__Testo scelto__
◆ ◆ ◆ ◆ ◆ ◆ ◆

Quando se ne parla con gli amici si ha sempre la sensazione di trovarsi di fronte a una verità granitica: il risultato di un ragionamento inoppugnabile, semplice e antico quanto il mondo. Ma quando si toccano argomenti legati alla nascita, niente è così semplice e “naturale” come può sembrare: a poco servono ragionamenti e slogan di fronte alla complessità magmatica del reale, della scelta di chi “partorisce per altri”. L’argomento, poi, è ancora più delicato perché ha al centro la donna, il suo utero, due elementi di non poco peso nella nostra cultura maschilista.
Di fronte alla necessità di capire e alla sterilità delle astrazioni, che cosa si può fare se non immergersi nella realtà, nei fatti, confrontarsi vis à vis con quelle «donne che partoriscono per altri»? È proprio quello che ha fatto Serena Marchi nel suo secondo libro, Mio tuo suo loro. Donne che partoriscono per altri (Fandango editore, 2017, pp. 209), da sei giorni in libreria.
Le legislazioni in giro per il mondo
«La complessità non si risolve subito, non ha un’unica soluzione» scrive l’autrice nella prefazione. Ma leggendo Mio tuo suo loro è possibile «farsi un’idea» della cosiddetta «gestazione per altri». Perché Serena Marchi si è messa in viaggio («ho percorso 33.613 chilometri, per incontrarle. Tutte. Nessuna intervista via Skype») alla ricerca di queste donne e ha parlato con loro, le ha osservate, ha respirato la loro stessa aria: ha messo insieme per il lettore una serie di testimonianze palpitanti dal mondo (Italia, Regno Unito, Ucraina, Canada, Stati Uniti d’America). Per ogni paese c’è una introduzione di Elena Falletti, studiosa e docente di diritto comparato, dedicata alla legislazione vigente in materia di surrogacy.

◆ ◆ ◆ ◆ ◆ ◆ ◆

__Consegna 1__
Riscrivi come tabella Markdown, con le colonne «n» e «Riga», le righe dei dati registrati che vanno da quella che contiene "point: beach sand" fino alla fine dei dati, estremi compresi e righe vuote escluse.
Il testo e i dati registrati hanno origini diverse.

Dati registrati
◆ ◆ ◆ ◆ ◆ ◆ ◆

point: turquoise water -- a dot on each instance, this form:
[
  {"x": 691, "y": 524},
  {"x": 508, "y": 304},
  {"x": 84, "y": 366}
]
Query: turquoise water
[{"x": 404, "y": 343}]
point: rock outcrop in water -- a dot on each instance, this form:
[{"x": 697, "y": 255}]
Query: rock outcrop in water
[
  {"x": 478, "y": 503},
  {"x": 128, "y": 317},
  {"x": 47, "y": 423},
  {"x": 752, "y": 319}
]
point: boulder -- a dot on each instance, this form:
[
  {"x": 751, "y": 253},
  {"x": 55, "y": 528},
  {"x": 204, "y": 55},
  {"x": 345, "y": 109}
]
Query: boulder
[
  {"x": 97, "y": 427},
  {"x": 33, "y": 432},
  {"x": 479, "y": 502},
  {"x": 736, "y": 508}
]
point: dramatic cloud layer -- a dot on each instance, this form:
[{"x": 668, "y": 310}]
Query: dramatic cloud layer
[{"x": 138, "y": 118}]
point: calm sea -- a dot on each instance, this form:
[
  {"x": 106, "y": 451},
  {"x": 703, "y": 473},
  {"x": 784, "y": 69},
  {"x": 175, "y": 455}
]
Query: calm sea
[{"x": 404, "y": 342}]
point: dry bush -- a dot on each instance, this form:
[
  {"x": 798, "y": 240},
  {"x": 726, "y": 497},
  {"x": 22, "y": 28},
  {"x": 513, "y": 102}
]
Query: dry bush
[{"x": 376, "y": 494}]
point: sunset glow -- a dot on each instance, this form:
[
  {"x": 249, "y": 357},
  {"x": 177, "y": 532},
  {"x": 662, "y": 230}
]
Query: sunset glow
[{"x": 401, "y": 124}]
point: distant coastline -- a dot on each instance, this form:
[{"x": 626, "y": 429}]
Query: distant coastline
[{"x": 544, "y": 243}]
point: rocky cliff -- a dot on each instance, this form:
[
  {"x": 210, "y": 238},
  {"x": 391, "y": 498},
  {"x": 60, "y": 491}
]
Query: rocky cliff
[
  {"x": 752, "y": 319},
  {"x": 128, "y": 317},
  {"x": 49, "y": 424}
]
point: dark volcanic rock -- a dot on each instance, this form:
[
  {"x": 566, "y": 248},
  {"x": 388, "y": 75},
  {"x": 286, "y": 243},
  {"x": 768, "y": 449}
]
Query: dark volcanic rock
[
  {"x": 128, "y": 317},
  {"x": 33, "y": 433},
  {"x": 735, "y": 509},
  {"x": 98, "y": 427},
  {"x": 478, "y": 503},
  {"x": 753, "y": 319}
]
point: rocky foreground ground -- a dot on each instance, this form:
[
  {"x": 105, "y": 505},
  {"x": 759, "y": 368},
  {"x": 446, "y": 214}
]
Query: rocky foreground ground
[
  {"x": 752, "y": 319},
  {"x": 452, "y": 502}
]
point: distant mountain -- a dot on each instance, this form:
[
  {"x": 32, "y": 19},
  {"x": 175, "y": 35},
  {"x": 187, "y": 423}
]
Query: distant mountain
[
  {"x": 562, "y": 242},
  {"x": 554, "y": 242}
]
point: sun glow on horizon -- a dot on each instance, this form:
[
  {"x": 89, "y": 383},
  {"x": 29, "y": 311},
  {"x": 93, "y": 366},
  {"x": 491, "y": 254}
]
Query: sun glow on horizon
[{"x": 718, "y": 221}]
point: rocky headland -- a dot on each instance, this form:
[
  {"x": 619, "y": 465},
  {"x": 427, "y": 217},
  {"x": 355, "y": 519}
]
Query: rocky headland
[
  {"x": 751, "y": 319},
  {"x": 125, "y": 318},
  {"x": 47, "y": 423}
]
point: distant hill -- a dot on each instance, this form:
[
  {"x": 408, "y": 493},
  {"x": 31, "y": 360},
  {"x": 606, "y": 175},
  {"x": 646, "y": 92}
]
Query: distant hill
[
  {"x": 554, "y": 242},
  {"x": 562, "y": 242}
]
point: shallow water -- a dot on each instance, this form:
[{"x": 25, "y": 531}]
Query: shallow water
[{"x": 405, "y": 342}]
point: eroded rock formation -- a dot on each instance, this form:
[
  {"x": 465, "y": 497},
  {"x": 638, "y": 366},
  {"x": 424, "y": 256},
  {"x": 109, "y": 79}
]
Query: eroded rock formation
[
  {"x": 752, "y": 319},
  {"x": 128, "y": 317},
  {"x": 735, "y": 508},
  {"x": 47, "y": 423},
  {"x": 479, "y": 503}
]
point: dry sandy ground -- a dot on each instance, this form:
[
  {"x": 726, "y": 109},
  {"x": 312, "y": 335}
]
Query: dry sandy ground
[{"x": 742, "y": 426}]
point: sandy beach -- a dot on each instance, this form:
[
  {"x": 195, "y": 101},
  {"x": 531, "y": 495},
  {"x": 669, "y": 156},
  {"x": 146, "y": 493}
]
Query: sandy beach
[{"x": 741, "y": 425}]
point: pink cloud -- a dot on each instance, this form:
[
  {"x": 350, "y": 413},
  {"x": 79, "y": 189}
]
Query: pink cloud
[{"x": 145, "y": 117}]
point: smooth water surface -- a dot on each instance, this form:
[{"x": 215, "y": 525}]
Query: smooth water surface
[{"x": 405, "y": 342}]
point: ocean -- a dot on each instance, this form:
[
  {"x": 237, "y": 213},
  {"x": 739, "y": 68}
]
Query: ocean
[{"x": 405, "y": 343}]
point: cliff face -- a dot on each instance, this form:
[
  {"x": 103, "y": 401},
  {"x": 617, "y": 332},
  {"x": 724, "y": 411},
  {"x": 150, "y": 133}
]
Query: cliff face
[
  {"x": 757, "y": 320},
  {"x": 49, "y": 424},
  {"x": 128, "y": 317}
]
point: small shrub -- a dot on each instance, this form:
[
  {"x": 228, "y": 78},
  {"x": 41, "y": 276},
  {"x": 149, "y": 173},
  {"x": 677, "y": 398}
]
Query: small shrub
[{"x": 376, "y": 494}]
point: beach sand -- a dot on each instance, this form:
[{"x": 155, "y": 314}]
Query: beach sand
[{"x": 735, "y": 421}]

◆ ◆ ◆ ◆ ◆ ◆ ◆

__Consegna 2__
Rispondi a queste domande sul testo scelto:
(a) Con quale editore e in che anno è uscito il libro di Serena Marchi?
(b) Quanti chilometri ha percorso l'autrice per incontrare le donne?
(c) Chi scrive l'introduzione dedicata a ciascun paese, e di che cosa si occupa?

__Soluzione 1__
| n | Riga |
|---|---|
| 1 | point: beach sand -- a dot on each instance, this form: |
| 2 | [{"x": 155, "y": 314}] |
| 3 | Query: beach sand |
| 4 | [{"x": 735, "y": 421}] |

__Soluzione 2__
(a) Fandango editore, 2017.
(b) 33.613 chilometri.
(c) Elena Falletti, studiosa e docente di diritto comparato.